# [Set tasks]
• 1. In the forum thread on logarithms, which answer choice does the last reply say is right?
• 2. Write out the forum thread on logarithms from "Linki, I got" up to and including "cannot be negative..".

Has being so long since school but if I remember correctly: Log(base) n = e :: base^e = n so then the most acurrated answer is C because Log(x) y = -2n :: x^(-2n) = y How to pass the exponent (2) to the other side?, I don't remember but that seems the most logic answer to me. I hope that can help you. EDIT: Wait, now that I think about it the answer also could be A because: Log(x) y = n/2 :: x^(n/2) = y Where is the (-)?, I have no idea but now you have two posibles answers out of four.

Linki, I got it but I don't understand how raising to the -1 power at the end would make n positive? Wouldn't it be 1/-n?

A is right, you simplify -1/n by factoring out -1.. it's just one of those fundamental principles about roots cannot be negative..

# [Records supplied]
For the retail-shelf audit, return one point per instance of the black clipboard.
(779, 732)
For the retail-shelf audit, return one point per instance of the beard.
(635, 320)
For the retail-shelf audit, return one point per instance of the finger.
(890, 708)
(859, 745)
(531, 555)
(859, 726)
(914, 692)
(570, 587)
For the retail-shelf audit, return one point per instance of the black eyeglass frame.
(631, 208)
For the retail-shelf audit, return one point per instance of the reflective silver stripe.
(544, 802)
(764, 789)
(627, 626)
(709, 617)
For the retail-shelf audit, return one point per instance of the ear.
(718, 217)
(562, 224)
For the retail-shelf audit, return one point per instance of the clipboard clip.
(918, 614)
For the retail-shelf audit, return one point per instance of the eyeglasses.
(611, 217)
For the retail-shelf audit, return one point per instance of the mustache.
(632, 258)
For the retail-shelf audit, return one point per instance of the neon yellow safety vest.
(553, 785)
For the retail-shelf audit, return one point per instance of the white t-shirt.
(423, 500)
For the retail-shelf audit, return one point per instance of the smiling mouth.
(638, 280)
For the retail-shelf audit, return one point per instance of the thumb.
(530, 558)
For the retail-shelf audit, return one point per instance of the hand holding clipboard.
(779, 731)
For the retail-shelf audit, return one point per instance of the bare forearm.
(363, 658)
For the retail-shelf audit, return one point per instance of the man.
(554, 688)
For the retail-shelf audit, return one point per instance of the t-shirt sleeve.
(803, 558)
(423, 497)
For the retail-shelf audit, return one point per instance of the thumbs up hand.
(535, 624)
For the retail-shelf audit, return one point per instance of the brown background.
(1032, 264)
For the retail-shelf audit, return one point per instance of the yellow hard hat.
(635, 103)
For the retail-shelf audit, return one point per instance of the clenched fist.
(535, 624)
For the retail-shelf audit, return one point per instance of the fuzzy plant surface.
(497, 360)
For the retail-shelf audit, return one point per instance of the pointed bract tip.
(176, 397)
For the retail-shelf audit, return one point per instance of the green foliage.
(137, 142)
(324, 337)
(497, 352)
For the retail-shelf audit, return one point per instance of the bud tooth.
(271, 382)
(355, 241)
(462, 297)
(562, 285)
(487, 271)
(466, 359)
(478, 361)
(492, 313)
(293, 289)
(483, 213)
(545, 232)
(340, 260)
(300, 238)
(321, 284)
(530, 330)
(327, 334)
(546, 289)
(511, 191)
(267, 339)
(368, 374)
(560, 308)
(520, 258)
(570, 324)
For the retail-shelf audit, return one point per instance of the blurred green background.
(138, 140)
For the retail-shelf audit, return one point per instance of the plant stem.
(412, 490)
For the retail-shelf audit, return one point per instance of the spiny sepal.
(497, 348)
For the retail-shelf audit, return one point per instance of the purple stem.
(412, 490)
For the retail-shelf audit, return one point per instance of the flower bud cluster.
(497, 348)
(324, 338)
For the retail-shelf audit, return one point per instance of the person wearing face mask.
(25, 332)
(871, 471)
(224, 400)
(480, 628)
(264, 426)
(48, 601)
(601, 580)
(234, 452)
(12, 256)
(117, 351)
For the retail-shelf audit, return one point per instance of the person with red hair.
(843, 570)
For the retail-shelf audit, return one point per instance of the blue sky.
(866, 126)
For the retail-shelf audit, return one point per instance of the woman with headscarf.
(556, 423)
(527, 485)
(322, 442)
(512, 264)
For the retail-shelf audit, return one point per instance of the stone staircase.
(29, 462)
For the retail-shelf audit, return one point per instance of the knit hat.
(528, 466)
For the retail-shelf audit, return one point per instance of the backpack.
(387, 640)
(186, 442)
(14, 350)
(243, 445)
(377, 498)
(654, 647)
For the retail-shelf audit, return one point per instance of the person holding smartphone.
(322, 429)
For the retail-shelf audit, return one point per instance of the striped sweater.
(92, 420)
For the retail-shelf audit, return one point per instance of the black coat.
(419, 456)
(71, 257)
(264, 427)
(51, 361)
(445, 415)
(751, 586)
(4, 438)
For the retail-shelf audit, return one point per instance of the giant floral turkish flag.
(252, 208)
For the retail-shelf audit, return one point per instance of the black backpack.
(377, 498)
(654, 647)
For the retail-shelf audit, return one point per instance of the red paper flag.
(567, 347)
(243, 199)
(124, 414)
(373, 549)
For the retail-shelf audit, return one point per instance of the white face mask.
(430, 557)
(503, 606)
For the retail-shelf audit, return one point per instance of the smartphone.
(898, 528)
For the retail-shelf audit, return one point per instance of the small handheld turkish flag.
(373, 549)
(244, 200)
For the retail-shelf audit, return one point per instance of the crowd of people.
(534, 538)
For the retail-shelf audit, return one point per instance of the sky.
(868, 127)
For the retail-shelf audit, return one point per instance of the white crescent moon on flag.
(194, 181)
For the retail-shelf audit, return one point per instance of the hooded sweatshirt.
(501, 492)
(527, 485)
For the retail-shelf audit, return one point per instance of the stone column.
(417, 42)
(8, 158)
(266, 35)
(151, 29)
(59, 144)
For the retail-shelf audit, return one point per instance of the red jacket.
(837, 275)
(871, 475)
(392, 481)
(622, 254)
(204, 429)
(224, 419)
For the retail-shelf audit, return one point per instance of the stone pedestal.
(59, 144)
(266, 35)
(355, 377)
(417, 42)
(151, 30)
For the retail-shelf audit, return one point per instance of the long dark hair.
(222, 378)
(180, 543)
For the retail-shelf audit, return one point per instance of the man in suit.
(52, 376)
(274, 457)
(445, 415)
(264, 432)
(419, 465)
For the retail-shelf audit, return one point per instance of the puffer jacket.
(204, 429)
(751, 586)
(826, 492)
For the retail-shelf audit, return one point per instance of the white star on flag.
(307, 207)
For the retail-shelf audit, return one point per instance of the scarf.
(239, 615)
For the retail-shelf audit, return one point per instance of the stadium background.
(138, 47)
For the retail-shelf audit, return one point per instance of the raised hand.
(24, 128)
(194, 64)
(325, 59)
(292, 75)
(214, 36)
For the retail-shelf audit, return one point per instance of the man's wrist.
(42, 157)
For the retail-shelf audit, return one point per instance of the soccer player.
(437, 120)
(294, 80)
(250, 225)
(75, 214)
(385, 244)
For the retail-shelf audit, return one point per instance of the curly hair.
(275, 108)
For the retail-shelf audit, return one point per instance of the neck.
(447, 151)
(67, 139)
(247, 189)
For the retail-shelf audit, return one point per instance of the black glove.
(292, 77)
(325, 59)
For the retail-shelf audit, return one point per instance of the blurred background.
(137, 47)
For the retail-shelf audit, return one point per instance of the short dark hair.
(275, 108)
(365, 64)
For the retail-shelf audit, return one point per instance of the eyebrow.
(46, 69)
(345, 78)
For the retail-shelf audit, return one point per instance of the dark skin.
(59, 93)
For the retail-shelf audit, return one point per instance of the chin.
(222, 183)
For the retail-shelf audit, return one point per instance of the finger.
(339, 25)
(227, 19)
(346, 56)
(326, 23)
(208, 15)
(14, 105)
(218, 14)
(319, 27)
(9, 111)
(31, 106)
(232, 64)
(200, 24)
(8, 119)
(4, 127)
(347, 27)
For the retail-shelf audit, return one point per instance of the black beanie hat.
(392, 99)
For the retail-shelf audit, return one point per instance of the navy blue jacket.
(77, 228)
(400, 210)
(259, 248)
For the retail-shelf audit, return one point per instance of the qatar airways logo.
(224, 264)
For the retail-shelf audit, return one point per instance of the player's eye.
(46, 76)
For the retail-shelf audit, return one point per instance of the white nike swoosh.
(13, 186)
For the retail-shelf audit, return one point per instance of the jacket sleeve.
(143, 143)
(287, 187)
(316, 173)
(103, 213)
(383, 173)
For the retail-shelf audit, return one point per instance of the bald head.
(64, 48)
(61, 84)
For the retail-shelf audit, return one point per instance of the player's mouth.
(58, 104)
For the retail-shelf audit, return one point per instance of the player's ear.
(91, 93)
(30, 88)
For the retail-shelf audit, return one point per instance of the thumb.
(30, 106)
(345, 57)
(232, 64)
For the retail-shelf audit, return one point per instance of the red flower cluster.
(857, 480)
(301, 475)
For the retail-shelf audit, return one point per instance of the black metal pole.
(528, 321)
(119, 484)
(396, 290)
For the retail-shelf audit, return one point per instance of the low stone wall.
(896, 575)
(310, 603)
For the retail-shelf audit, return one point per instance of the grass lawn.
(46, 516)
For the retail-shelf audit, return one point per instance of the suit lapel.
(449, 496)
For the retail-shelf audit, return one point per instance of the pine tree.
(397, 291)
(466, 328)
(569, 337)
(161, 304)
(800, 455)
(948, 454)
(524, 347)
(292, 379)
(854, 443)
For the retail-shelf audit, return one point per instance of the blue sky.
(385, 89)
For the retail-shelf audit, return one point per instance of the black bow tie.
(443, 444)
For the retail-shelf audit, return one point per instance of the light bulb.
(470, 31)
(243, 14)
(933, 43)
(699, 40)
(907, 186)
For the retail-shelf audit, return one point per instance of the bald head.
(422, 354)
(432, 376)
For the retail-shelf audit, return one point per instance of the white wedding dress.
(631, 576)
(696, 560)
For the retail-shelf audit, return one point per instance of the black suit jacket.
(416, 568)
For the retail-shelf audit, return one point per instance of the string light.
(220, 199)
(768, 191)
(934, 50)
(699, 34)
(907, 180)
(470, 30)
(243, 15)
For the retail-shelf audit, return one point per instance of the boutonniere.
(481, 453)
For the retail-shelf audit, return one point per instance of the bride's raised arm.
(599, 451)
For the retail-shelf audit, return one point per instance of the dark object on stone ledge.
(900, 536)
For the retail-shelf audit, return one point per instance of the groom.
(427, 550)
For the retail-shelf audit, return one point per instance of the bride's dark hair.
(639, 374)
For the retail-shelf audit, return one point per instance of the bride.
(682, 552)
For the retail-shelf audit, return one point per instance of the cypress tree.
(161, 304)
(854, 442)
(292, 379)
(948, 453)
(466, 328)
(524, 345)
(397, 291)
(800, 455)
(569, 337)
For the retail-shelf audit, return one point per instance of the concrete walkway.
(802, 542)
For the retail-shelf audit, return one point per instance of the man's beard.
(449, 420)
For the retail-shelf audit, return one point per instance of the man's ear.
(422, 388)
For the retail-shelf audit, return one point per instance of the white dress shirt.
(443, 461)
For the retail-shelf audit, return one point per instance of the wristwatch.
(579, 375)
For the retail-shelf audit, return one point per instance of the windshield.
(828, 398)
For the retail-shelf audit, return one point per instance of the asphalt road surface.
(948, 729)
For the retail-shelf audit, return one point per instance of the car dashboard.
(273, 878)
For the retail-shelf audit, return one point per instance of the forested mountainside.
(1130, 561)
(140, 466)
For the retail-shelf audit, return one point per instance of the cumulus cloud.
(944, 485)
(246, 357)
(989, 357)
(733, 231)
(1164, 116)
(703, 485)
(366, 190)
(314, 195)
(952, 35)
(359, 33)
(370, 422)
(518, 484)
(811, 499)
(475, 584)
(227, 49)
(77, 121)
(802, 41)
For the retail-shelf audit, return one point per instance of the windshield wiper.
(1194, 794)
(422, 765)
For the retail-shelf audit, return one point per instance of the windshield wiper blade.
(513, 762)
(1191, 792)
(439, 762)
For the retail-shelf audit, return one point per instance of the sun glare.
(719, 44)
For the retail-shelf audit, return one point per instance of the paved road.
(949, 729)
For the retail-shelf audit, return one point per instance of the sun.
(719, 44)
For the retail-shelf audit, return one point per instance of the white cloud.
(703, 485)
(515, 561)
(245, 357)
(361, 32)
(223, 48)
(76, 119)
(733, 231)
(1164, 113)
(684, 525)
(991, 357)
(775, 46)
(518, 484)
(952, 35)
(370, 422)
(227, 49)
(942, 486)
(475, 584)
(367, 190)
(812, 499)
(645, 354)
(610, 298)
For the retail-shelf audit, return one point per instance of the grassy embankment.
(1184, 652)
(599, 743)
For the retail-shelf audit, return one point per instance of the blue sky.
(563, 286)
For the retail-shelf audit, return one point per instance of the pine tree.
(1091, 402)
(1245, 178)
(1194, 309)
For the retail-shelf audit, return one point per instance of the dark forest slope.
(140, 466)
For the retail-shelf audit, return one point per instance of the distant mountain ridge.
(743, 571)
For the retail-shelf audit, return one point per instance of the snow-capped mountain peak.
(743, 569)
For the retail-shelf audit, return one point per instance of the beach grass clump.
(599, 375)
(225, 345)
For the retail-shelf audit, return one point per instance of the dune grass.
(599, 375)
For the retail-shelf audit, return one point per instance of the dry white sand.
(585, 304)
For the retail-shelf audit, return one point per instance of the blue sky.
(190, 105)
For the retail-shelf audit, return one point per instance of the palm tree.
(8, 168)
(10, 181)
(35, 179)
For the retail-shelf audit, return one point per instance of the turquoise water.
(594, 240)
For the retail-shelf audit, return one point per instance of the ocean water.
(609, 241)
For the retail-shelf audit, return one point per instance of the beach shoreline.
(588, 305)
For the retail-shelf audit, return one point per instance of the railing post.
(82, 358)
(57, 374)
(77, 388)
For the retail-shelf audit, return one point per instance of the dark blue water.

# [Task answers]
• 1. A

• 2.
Linki, I got it but I don't understand how raising to the -1 power at the end would make n positive? Wouldn't it be 1/-n?

A is right, you simplify -1/n by factoring out -1.. it's just one of those fundamental principles about roots cannot be negative..